**ЗАДАНИЕ:** Допишите следующую часть отрывка о поэзии Жуковского и его подражателях, начиная сразу после последнего предложения.

**ИСХОДНЫЙ ОТРЫВОК:**
************
Жуковский напечатал в прошедшем году свое Море, Песнь победители из Шиллера и связанные отрывки из Илиады. Здесь в первый раз увидели мы в Гомере такое качество, которого не находили в других переводах: что у других напыщенно и низко, то здесь просто и благородно; что у других бездушно и вяло, здесь сильно, мужественно и трогательно; здесь все тепло, все возвышенно, каждое слово от души; может быть это-то и ошибка, если прекрасное может быть ошибкой.

Море Жуковского живо напоминает всю прежнюю его поэзию: те же звуки, то же чувство, та же особенность, та же прелесть. Кажется, все струны его прежней лиры отозвались здесь в одном душевном звуке. Есть однако отличие: что-то больше задумчивое, нежели в прежней его поэзии.

Торжество победителей во многих местах превосходит подлинник изящностью отделки и поэтическими оттенками языка. Такова участь большей части переводов Жуковского. Из подражателей Жуковского, писавших в прошедшем году, замечательнейшие: И. И. Козлов и Ф. Н. Глинка. Первый издал собрание своих стихотворений.
************
**ЗАПИСАННЫЕ СВЕДЕНИЯ:**
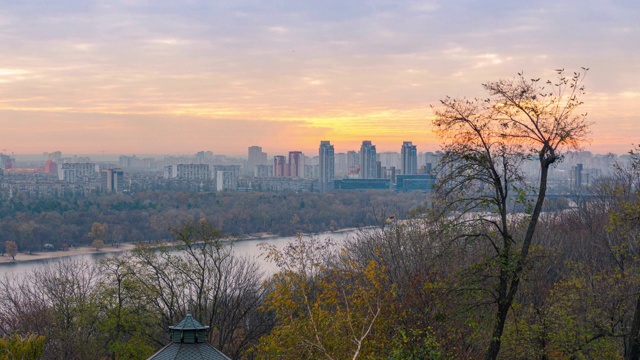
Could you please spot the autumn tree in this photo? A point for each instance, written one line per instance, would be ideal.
(485, 143)
(625, 217)
(220, 289)
(97, 233)
(326, 307)
(11, 248)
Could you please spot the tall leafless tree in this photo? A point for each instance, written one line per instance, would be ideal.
(485, 142)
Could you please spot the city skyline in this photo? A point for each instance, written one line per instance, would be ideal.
(142, 77)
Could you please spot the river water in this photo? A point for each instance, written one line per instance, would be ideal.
(248, 248)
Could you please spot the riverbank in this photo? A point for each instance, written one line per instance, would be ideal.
(88, 250)
(81, 250)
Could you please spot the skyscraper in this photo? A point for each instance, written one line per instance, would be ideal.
(256, 157)
(368, 167)
(409, 155)
(112, 180)
(279, 166)
(296, 164)
(327, 165)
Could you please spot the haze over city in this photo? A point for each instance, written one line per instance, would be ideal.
(179, 77)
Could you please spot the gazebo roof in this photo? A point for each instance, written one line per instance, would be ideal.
************
**ИТОГ УПРАЖНЕНИЯ:**
Любовь к литературе Германской, которой мы обязаны Жуковскому, все более и более распространяясь в нашей словесности, была весьма заметна и в произведениях прошедшего года. Между поэтами Немецкой школы отличаются имена Шевырева, Хомякова и Тютчева. Последний, однако же, напечатал в прошедшем году только одно стихотворение. Хомяков, которого стихи всегда дышат мыслью и чувством, а иногда блестят докончанностью отделки, отдал на театр своего Ермака; но чтобы судить об этой трагедии, подождем ее явления в большой печатный свет; давно уже сказано, что типографский станок есть единственно верный пробный камень для звонкой монеты стихов. Шевырев помещал в журналах некоторые мелкие стихотворения, и кроме того отрывки из перевода Вильгельма Теля. Имея дарования отличные, обладая редким познанием Русского языка, удивительною легкостью в труде и более всего душою пламенною, сосредоточенною в любви к высокому, Шевырев однако ж имеет важный недостаток: недостаток отделки, и не только в частях, но и в плане; не только в важных, но даже и в мелких стихотворениях. Часто вмещает он две разнородные, господствующие мысли в одну пьесу и тем мешает чувству сосредоточиться. Но это богатство мыслей, часто излишнее, (как бы желали мы упрекнуть в этом качестве большую часть наших писателей!), это богатство мыслей, особенно заметное в прозе Шевырева, не есть ли залог его будущих успехов? – Теперь он только выступает на поприще; когда же жизнь и опыт положат последний венец вкуса на его счастливые дарования, тогда, конечно, он займет значительное место в нашей литературной аристократии.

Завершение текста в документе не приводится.